▶ 演習の目的:
パッケージ製造方法に関する文書抜粋を読み、次の問いに答えてください。
1. 従来の技術において、パッケージの包材は紙材の表裏面に何をラミネートしたものですか。
2. セミパッケージの両端面を押圧し、シール部の長手方向の両側を突出させると、何が形成されますか。
3. セミパッケージの製造では、筒体の内部に内容物を充填した後、どのような処理を行いますか。

説明

パッケ―ジ製造方法及びパッケ―ジ

【課題】 端面の外観を向上させることができ、折り畳みによる包材の劣化を押さえることができると共に、吸い口の取り付けを簡単に行うことができるパッケージを製造する。
【解決手段】 胴部13の両端面14,15にシール部16,17が一体的に設けられた成形途上のセミパッケージ12の両端面14,15を押圧し、シール部16,17の長手方向の両側を両端面14,15から突出させて一対のフラップ19,20を形成する。両端面14,15のフラップ19,20の内、少なくとも一方の端面14のフラップ19,20を胴部13側に折り畳んで接合することによりパッケージ11とする。包材の折り畳み数が少なく、包材が劣化することがなく、端面14の外観が向上し、端面14に吸い口部材を簡単に取り付けることができる。

【発明の詳細な説明】
【0001】
【発明の属する技術分野】本発明は、ジュースなどの飲料、その他の内容物が封入されたパッケージを所定の形状に成形するパッケージ製造方法及びパッケージに関する。
【0002】
【従来の技術】ジュース、牛乳などの内容物が封入されるパッケージには、紙材の表裏面に熱可塑性樹脂がラミネートされた包材が使用されている。この包材を使用したパッケージの製造は、セミパッケージを製造した後、セミパッケージから形状の整ったファイナルパッケージを成形することによって行われている。
【0003】セミパッケージの製造は、板状の包材を長手方向に供給しながら幅方向の両端部を縦シールして筒体とし、この筒体の内部に内容物を充填した後、適宜間隔で横シールしながら切断することによって内容物が封入された板状のセミパッケージとするものである。

▶ 保存データ:

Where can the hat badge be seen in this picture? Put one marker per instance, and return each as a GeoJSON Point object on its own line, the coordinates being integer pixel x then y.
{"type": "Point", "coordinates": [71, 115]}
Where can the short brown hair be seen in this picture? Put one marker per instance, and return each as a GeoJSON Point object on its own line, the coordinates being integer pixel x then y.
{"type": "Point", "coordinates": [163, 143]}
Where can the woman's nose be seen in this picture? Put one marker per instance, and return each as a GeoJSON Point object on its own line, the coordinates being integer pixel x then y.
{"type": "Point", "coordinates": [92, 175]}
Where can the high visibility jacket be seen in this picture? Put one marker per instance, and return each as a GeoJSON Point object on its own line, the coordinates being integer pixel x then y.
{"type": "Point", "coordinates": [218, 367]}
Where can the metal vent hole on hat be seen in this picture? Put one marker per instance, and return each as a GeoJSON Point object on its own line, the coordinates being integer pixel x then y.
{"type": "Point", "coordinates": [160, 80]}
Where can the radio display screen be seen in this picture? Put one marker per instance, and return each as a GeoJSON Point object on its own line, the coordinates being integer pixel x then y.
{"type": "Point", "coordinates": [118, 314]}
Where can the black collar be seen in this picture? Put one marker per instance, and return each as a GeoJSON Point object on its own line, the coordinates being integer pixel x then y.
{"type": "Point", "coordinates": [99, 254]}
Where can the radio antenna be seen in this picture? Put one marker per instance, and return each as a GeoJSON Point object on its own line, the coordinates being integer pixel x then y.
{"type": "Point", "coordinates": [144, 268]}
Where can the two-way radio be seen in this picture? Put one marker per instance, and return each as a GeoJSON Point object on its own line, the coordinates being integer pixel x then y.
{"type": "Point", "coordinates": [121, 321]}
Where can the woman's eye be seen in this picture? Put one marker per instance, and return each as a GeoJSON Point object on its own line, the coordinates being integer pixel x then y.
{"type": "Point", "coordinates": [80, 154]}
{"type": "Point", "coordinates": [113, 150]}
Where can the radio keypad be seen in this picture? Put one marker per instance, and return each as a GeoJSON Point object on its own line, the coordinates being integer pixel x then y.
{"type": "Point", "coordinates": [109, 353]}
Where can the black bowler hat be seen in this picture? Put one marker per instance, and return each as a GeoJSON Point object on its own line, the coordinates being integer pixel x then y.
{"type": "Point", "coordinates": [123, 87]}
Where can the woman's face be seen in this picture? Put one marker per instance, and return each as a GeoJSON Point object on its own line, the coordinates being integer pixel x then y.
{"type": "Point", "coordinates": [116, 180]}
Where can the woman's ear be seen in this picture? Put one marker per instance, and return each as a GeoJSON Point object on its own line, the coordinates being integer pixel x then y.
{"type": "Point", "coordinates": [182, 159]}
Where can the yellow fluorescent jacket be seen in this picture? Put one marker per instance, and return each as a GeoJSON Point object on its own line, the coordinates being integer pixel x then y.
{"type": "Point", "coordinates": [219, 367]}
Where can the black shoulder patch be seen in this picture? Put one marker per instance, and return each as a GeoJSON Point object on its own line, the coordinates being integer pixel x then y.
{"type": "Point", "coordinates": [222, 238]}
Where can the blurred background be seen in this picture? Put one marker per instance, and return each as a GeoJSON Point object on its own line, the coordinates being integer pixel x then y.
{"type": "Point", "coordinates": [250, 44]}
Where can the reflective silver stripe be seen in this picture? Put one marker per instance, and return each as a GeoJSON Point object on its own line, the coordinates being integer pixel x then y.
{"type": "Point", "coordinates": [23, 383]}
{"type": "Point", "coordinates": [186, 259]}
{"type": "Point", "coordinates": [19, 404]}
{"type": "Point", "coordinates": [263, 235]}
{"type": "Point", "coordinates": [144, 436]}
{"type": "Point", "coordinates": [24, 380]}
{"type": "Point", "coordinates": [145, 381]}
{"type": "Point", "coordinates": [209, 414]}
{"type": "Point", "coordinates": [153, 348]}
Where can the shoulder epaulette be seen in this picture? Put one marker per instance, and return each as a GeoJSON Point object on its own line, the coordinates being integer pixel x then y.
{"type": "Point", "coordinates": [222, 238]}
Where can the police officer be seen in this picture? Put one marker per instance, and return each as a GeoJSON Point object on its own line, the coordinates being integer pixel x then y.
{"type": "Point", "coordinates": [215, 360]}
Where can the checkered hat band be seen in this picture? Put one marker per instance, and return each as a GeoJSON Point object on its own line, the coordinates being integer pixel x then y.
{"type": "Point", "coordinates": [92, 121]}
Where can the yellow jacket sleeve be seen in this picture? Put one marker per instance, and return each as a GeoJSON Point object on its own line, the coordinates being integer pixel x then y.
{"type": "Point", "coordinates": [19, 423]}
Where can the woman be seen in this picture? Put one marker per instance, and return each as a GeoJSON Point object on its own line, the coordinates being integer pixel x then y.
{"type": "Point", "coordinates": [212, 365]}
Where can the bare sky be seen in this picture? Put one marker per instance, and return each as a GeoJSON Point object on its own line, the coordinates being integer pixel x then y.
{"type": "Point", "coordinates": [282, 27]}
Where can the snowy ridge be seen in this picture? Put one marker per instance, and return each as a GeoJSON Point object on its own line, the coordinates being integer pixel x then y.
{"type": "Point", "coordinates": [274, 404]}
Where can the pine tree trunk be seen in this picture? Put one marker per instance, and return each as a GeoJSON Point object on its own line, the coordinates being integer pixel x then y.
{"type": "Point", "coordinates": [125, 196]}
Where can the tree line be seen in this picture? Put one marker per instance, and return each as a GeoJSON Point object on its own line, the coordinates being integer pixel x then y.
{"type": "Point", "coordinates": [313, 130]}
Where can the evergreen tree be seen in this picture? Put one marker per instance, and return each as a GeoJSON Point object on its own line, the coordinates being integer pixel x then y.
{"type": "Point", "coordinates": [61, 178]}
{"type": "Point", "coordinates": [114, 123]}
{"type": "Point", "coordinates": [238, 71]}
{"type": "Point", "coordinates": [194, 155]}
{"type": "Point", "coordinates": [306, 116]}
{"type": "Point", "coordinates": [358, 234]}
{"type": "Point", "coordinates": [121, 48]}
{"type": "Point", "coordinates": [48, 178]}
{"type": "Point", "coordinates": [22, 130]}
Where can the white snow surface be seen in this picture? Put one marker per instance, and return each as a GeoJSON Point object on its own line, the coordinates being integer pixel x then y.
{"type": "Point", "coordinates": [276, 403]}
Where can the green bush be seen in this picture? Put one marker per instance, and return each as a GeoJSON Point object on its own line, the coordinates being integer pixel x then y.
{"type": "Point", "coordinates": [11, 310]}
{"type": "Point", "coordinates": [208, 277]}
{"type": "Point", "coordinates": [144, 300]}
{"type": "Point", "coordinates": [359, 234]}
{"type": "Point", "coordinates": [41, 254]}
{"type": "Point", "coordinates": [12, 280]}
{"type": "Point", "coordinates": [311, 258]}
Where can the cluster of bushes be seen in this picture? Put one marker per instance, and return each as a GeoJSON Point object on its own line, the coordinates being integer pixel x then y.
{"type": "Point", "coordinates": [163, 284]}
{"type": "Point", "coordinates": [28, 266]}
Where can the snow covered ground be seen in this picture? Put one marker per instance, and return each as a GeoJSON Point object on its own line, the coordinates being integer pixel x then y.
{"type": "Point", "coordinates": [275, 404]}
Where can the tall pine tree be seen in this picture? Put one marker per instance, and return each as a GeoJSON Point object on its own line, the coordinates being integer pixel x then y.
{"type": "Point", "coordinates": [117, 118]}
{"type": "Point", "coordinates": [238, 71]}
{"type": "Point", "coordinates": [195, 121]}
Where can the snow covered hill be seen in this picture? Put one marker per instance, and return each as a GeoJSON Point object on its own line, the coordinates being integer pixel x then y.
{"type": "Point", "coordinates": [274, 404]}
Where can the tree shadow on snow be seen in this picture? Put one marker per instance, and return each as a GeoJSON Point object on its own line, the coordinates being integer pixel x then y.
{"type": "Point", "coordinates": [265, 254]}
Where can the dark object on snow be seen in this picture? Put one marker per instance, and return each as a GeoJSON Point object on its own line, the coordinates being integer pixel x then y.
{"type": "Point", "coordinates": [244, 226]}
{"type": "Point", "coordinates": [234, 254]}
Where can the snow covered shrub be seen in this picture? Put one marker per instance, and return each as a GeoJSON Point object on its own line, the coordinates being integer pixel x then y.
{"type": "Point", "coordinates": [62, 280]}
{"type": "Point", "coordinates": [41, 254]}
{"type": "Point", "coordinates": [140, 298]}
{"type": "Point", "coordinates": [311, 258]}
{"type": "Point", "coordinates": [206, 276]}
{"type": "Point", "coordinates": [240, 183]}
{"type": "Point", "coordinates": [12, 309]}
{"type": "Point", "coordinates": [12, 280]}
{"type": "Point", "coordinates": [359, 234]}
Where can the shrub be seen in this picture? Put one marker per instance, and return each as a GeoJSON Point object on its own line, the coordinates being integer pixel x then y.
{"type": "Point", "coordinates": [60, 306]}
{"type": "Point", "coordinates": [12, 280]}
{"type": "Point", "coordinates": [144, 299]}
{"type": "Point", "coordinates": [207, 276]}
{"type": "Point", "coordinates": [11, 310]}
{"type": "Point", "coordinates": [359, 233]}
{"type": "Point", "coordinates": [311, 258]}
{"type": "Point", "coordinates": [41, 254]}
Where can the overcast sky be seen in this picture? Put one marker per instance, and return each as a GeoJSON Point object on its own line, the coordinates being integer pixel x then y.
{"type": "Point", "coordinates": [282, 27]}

▶ 解答:
1. 熱可塑性樹脂です。
2. 一対のフラップが形成されます。
3. 適宜間隔で横シールしながら切断します。